* INSTRUÇÕES DO EXERCÍCIO
A – No texto sobre as mudanças constitucionais na Turquia, quantos lugares tem atualmente o Parlamento turco?
B – Escreva o que vem a seguir no texto sobre as mudanças constitucionais na Turquia, a partir da última frase apresentada.
╭─ EXCERTO FORNECIDO
A Aljazeera construiu uma espécie de organigrama dos vários ramos do Estado que poderão ser afetados, onde ficam claras as diferenças legais e institucionais entre o sistema hoje em vigor e aquele que se pode seguir a um “Sim”.

Como as coisas estão hoje, o poder executivo é divido entre presidente, primeiro-ministro e ministros, que são nomeados pelo presidente por indicação do primeiro-ministro. A ação legislativa tem lugar no Parlamento, cujos deputados são eleitos num sistema de representação proporcional, como em Portugal. Atualmente tem 550 lugares e contém representantes de 81 províncias turcas. Poderá passar a ter 600. A idade mínima para se ser deputado passa de 25 para 18 anos.

Mas as mudanças propostas, dizem os críticos, vão afetar a divisão de poderes na Turquia. O presidente torna-se chefe de Estado e chefe de Governo, com poder para nomear e afastar ministros e vice-presidente, uma figura que agora não existe. Deixará assim de haver um corpo ministerial que tenha que responder perante o parlamento, que perde também o seu papel “de vigiar” as ações dos ministros.

Segundo as “novas” emendas, o direito “à interpelação” é abolido. Hoje, os deputados podem exigir a explicação de uma determinada decisão de um ministro ou do presidente, e até avançar com moções de censura. Essa instância desaparece.

Outra coisa que pode passar a ser possível é que o candidato a presidente também seja o líder de um partido, o que significa que será o potencial presidente a escolher os candidatos a deputados nas eleições parlamentares, o que pode levar à erosão da separação de poderes, já que a agenda dos deputados é ideologicamente próxima da do presidente.
╰─
╭─ DADOS
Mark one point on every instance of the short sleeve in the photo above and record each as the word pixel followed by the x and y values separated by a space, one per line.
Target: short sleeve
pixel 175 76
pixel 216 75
╰─
* RESULTADOS DO EXERCÍCIO
A – 550 lugares.

B –
Como as eleições para o Parlamento e para o cargo de presidente vão passar a acontecer no mesmo dia — e os mandatos terão a mesma duração de cinco anos — é muito possível que a “cor” do presidente e a do Parlamento acabe por coincidir.

A influência do Presidente no ramo judicial também pode aumentar com um eventual “Evet”: a proposta visa abolir os dois tribunais militares que existem e diminuir o número de juízes. No Tribunal Constitucional o presidente escolherá 12 juízes e o parlamento apenas 3. Já no organismo que supervisiona juízes e procuradores, o presidente irá nomear 4 membros, e os deputados 7. Como o Ministro da Justiça e o seu vice são membros automáticos do conselho de supervisão, na prática o presidente escolherá 6 dos 13 nomes.

No final de contas, 18 membros das duas instâncias judiciais mais altas da nação serão escolhidos pelo presidente, enquanto o parlamento poderá apenas escolher 10.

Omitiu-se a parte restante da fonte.